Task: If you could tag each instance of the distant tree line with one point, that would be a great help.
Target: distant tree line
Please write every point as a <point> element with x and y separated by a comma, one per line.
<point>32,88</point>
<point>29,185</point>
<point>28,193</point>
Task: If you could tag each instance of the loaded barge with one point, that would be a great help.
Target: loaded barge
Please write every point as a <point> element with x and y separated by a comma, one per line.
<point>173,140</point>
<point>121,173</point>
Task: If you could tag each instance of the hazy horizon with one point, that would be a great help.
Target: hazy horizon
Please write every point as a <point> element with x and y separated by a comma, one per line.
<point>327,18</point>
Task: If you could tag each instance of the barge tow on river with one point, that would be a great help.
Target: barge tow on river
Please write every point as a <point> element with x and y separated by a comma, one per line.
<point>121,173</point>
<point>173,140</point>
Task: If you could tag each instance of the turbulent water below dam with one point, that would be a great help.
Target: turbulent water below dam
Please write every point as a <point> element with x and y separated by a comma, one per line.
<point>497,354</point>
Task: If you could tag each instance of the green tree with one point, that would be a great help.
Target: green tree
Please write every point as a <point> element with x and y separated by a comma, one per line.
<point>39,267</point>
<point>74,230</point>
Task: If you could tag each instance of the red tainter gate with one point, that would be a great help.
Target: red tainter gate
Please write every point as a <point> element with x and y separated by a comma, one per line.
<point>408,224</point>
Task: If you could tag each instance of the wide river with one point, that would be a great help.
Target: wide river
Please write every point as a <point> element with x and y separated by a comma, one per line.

━━━━━━━━━━━━━━━━━━━━━━━━━━━━━━

_TASK DETAILS_
Could you rewrite all the items above, changing "Target" to "Label" and leaving everything else the same?

_FINISHED ANSWER_
Task: If you could tag each instance of the distant tree line with one point, that would be a great help.
Label: distant tree line
Please write every point as a <point> element with x and y separated by a comma, one per line.
<point>32,88</point>
<point>29,185</point>
<point>28,193</point>
Task: If you could tag each instance of the loaded barge with one point, that would be a great help.
Label: loaded barge
Please write every point as a <point> element with x and y separated by a comma, one per line.
<point>173,140</point>
<point>121,173</point>
Task: If you could tag each instance of the hazy horizon with one point, that would be a great help.
Label: hazy horizon
Please write every point as a <point> element with x and y separated by a comma, one per line.
<point>327,18</point>
Task: If you could tag each instance of the barge tow on river with one point, that would be a great help.
Label: barge tow on river
Please write every point as a <point> element with x and y separated by a comma, one per line.
<point>121,173</point>
<point>173,140</point>
Task: If you could tag each instance of the turbulent water below dam with one point, that would be a great help.
Label: turbulent water below dam
Please write every point as a <point> element with x and y separated by a comma, one per line.
<point>497,354</point>
Task: If you could tag each instance of the green tree with one point, that would be a great help.
Label: green tree
Please write every point as a <point> element with x and y separated by a comma, one per line.
<point>39,267</point>
<point>74,230</point>
Task: If you could tag each instance of the red tainter gate with one point, that would be a great help.
Label: red tainter gate
Please write every point as a <point> element with x and y separated by a comma, one per line.
<point>408,224</point>
Task: If you could tag each instance of the wide river with one point, that would be a great help.
Label: wide river
Please write every point as a <point> element with x and y separated by a comma, one per line.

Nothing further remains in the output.